| WHAT THIS TASK INVOLVES |
Rewrite the lines from the first one through the line that contains "241 348 L 244", both included, and keep the requests unchanged. In the answers, multiply every number (the viewBox values and the path coordinates) by 1.35 and round each to a whole number, rounding halves up.

++++++++

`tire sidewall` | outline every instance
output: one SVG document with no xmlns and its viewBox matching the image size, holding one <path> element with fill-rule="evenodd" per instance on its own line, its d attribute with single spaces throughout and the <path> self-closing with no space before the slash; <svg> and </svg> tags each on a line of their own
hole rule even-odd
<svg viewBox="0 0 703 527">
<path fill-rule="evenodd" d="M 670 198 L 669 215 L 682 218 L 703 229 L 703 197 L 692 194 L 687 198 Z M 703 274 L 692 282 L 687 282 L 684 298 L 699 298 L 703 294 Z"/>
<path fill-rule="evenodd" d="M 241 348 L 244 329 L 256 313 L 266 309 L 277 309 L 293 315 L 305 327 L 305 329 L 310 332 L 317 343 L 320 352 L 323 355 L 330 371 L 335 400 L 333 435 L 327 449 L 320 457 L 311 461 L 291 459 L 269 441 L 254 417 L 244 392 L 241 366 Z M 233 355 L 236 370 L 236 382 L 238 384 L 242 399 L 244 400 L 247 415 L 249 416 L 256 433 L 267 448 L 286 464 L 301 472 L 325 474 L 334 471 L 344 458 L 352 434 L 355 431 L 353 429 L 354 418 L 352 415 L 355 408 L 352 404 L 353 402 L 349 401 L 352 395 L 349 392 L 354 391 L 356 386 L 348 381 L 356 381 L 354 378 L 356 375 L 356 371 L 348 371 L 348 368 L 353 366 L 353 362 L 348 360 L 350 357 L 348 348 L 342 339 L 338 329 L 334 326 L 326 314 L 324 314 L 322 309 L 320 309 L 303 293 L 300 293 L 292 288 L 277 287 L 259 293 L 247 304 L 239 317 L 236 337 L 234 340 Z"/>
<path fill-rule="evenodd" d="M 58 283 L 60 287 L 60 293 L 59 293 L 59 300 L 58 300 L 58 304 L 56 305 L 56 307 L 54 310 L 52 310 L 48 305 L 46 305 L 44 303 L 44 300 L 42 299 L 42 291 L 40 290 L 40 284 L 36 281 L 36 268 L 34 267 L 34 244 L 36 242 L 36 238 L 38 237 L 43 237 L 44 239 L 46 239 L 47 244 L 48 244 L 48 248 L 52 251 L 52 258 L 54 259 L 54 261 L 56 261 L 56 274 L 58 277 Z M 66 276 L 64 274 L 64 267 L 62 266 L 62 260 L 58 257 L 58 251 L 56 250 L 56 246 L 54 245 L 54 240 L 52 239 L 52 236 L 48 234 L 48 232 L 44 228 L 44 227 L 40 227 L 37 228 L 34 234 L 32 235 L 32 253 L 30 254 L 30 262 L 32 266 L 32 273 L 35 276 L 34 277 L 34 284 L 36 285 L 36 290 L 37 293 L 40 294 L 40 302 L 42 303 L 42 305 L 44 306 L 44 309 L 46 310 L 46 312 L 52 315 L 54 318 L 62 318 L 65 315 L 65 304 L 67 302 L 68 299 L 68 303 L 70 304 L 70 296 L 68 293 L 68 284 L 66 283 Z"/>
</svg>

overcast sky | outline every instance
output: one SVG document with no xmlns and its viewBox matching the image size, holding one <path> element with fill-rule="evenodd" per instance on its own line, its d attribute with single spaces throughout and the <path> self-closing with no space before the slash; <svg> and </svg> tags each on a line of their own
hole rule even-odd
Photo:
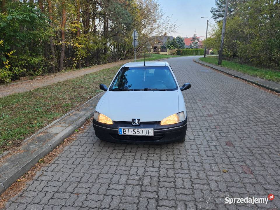
<svg viewBox="0 0 280 210">
<path fill-rule="evenodd" d="M 192 36 L 195 30 L 198 36 L 205 36 L 207 18 L 200 17 L 208 17 L 210 19 L 211 16 L 210 9 L 215 6 L 215 0 L 158 1 L 166 12 L 165 15 L 172 15 L 172 21 L 174 22 L 177 20 L 176 24 L 180 25 L 176 33 L 169 35 L 189 37 Z M 214 21 L 212 23 L 214 23 Z"/>
</svg>

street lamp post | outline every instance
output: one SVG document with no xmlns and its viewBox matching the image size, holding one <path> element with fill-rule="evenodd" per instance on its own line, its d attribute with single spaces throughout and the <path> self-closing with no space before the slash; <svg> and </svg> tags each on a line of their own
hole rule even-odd
<svg viewBox="0 0 280 210">
<path fill-rule="evenodd" d="M 207 18 L 207 25 L 206 26 L 206 36 L 205 37 L 205 43 L 204 44 L 205 45 L 205 46 L 204 47 L 204 57 L 205 57 L 206 55 L 206 39 L 207 39 L 207 33 L 208 31 L 208 23 L 209 22 L 209 20 L 208 19 L 208 17 L 201 17 L 201 18 Z"/>
</svg>

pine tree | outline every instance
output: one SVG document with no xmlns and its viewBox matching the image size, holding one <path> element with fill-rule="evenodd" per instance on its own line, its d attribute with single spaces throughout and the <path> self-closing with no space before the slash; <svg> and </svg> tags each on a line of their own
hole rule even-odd
<svg viewBox="0 0 280 210">
<path fill-rule="evenodd" d="M 198 48 L 198 43 L 199 42 L 199 39 L 197 37 L 196 33 L 195 31 L 195 33 L 192 36 L 192 39 L 190 40 L 192 43 L 190 45 L 189 47 L 191 49 L 197 49 Z"/>
<path fill-rule="evenodd" d="M 178 36 L 176 38 L 176 41 L 177 42 L 179 49 L 185 48 L 185 41 L 184 41 L 183 38 Z"/>
</svg>

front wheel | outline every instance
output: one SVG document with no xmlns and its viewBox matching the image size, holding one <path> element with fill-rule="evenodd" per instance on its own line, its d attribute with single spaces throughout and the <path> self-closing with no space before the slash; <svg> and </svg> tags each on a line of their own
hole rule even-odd
<svg viewBox="0 0 280 210">
<path fill-rule="evenodd" d="M 181 139 L 180 140 L 179 140 L 178 141 L 178 142 L 179 143 L 183 143 L 183 142 L 185 142 L 185 140 L 186 139 L 186 136 L 185 136 L 182 139 Z"/>
</svg>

++++++++

| SOLUTION FOR THIS EXERCISE |
`tire sidewall` | outline every instance
output: one SVG document with no xmlns and its viewBox matching the image size, holding one <path> element with fill-rule="evenodd" per instance on its own line, its d attribute with single spaces throughout and the <path> self-closing with no space before the slash; <svg> and </svg> tags each on a line of their own
hole rule even-odd
<svg viewBox="0 0 949 711">
<path fill-rule="evenodd" d="M 905 267 L 903 290 L 921 294 L 949 309 L 949 266 L 934 262 L 927 267 Z M 949 370 L 934 381 L 927 381 L 923 402 L 944 402 L 949 397 Z"/>
<path fill-rule="evenodd" d="M 325 470 L 329 444 L 346 423 L 359 417 L 374 417 L 396 425 L 412 441 L 412 444 L 419 448 L 428 463 L 432 475 L 436 479 L 446 501 L 452 540 L 450 587 L 441 606 L 432 617 L 420 622 L 393 620 L 363 595 L 343 563 L 329 529 L 325 494 Z M 315 479 L 319 500 L 319 516 L 321 518 L 327 539 L 329 540 L 333 560 L 336 562 L 346 585 L 360 605 L 386 626 L 406 637 L 439 640 L 451 636 L 464 618 L 475 586 L 479 582 L 477 579 L 478 564 L 475 560 L 479 551 L 475 545 L 477 543 L 471 541 L 475 533 L 471 529 L 478 528 L 481 521 L 470 514 L 481 514 L 478 510 L 481 506 L 481 501 L 470 501 L 470 497 L 477 494 L 477 489 L 470 486 L 473 482 L 470 470 L 462 458 L 456 444 L 451 440 L 440 424 L 437 424 L 435 417 L 432 417 L 409 396 L 405 396 L 394 389 L 374 387 L 350 396 L 333 410 L 323 428 L 319 455 L 316 459 Z"/>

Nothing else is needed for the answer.